Requirement A |
Answer these questions using the blog post "God Is My Hairstylist."
(i) What did the mother tell her child to say when asked about the child's curly hair?
(ii) On which page of 'The God Delusion' does Richard Dawkins discuss this kind of teaching as a form of child abuse?
(iii) What fallacy does the post say is promoted by answering 'God' to the question about curly hair?
Requirement B |
Keep writing the blog post "God Is My Hairstylist," starting after its last sentence about the God of the Gaps.

Document text |
»»
Monday, October 22, 2007

God Is My Hairstylist

I was sitting around the other day and one of my relatives was commenting on how curly her young child's hair was. "Where did you get such pretty curly hair?" asked the relative. "Say, 'God gave it to me'," instructed the mother.

I of course held my tongue to keep the peace, but it was another slap in the face to science that made me cringe. I took issue with the remark on two levels.


Sins of the Father
First off, I mean really, has it not become common knowledge by now that we get our physical make-up from our genes?

Practically speaking, most people say things like, "Oh look, he has his father's nose," and "I got this round ass from my grandma!". Yet it is also common to hear the occasional "God did it", especially when the question is deemed too hard.

The major issue I had with her remark is rooted in the grounds of teaching a child--one too young to even comprehend the answer--that they should respond to questions like that with an appeal to something called "God".

On page 340 of his best-selling book 'The God Delusion' professor Richard Dawkins talks about this activity as a form of child abuse:

Our society, including the non-religious sector, has accepted the preposterous idea that it is normal and right to indoctrinate tiny children in the religion of their parents, and to slap religious labels on them - 'Catholic child', 'Protestant child', 'Jewish child', 'Muslim child', etc. - although no other comparable labels: no conservative children, no liberal children, no Republican children, no Democrat children.
...Let children learn about different faiths, let them notice their incompatibility, and let them draw their own conclusions about the consequences of that incompatibility. As for whether any are 'valid', let them make up their own minds when they are old enough to do so.



A Gapping Problem
Now, I realize that not everybody understands how genes work, especially not this child. But by answering the question of 'How come your hair is curly?' with 'God' promotes a fallacy called the God of the Gaps (no, not the chain of stores).
««
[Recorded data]
»»
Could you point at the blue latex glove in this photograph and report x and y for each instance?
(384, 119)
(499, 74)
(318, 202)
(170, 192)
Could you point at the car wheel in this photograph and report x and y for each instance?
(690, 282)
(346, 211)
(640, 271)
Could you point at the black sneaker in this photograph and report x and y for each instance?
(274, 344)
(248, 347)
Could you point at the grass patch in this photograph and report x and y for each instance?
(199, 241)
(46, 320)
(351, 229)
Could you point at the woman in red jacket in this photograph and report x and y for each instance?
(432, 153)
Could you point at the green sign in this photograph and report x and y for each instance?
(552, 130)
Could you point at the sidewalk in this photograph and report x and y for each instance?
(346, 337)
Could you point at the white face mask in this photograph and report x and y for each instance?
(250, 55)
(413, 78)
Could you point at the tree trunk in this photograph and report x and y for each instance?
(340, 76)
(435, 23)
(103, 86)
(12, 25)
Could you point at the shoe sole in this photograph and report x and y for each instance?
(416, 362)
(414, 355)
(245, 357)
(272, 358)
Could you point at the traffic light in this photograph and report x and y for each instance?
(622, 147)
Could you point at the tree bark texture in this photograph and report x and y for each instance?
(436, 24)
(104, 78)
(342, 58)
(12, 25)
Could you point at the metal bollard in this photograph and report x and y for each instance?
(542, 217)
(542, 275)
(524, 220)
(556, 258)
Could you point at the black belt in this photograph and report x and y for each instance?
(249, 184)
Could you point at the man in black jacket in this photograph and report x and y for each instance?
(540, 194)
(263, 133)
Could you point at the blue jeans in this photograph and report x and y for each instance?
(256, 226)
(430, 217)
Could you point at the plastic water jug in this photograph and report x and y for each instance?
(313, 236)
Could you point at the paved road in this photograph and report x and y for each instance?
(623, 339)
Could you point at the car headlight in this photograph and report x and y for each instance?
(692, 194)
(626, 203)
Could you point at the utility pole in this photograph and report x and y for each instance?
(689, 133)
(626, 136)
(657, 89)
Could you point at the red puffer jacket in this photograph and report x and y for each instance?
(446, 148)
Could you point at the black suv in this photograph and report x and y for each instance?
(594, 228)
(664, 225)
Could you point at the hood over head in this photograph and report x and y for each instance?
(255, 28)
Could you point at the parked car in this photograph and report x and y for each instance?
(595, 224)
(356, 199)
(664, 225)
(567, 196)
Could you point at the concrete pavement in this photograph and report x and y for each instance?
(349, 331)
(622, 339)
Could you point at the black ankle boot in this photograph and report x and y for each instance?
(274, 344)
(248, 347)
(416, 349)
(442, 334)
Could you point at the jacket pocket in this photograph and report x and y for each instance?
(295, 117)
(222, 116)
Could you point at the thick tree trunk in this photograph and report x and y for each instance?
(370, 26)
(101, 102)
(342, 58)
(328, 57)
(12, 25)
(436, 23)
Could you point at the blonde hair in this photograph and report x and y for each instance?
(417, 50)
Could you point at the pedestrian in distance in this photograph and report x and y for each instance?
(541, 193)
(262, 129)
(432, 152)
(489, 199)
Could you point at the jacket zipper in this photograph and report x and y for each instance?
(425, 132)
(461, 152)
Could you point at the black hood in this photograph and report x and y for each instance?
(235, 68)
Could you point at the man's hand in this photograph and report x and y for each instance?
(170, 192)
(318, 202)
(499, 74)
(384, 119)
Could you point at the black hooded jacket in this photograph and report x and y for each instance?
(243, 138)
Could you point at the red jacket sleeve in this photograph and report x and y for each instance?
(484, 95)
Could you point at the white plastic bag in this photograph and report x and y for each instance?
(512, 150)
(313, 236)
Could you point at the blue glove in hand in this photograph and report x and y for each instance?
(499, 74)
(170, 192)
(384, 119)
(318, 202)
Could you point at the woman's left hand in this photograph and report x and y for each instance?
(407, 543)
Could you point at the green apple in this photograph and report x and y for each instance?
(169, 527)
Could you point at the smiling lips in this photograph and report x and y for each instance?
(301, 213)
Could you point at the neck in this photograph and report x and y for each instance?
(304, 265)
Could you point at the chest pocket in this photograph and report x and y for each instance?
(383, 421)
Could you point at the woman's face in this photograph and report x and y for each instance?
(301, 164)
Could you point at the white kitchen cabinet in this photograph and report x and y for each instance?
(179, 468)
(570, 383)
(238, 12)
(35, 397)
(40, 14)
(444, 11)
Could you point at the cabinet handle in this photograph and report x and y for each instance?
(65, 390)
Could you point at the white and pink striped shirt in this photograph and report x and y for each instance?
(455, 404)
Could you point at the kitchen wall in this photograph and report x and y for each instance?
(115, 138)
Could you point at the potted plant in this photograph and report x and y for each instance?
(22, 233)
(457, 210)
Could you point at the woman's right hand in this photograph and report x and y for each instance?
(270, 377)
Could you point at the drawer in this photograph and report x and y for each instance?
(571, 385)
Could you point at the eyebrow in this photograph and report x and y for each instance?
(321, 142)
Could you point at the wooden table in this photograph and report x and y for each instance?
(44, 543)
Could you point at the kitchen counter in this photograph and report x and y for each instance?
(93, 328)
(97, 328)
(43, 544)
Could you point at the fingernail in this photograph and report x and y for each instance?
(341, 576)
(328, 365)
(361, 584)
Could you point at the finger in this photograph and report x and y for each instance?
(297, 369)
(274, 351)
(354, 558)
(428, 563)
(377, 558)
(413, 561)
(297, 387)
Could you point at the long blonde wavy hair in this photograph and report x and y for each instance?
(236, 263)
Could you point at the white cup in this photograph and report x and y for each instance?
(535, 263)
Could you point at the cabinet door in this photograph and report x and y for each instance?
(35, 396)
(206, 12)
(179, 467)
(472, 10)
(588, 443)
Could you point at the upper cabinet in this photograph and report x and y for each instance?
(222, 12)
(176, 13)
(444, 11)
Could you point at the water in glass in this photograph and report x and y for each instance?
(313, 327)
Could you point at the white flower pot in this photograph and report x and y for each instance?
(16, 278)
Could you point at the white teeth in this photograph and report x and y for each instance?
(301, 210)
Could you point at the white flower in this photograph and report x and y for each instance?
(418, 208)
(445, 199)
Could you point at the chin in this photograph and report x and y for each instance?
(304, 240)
««
Task output A |
(i) "God gave it to me"
(ii) Page 340
(iii) The God of the Gaps

Task output B |
For millennia, anything we didn't know we'd give credit to a god of some kind. What causes the rain? Why do we get sick? Where did the plants and the animals come from? Who created the Big Bang? These questions can all be answered with: God did it.

Even when we discover that rain isn't caused by any deity, but by the condensation of evaporated water, there are still more gaps in which people stuff god into: Where did the water come from? Who set up the rules to determine how heavy the water needs to be before it falls? Who made gravity?

God is just inserted into the gap as a non-answer that stops all questions from being asked. Once you silence yourself with, "Well I don't know, I guess God did it," you stop right there. You don't inquire any more about it. You stop caring about what the real answer is.

Why do some people feel that it isn't okay to answer something you don't know with 'I don't know'? The insufficient explanation of 'God' is a cop-out answer, because you must explain how and what exactly this 'God' is.

Like I said before, I know that not everyone understands or can understand the nature of the universe and everything it in. As we learn more an more about how things work--through the use of science--we close up more and more gaps for a god to hide in. One day, perhaps god will have no place left.

"From momma," would have been a more proper answer.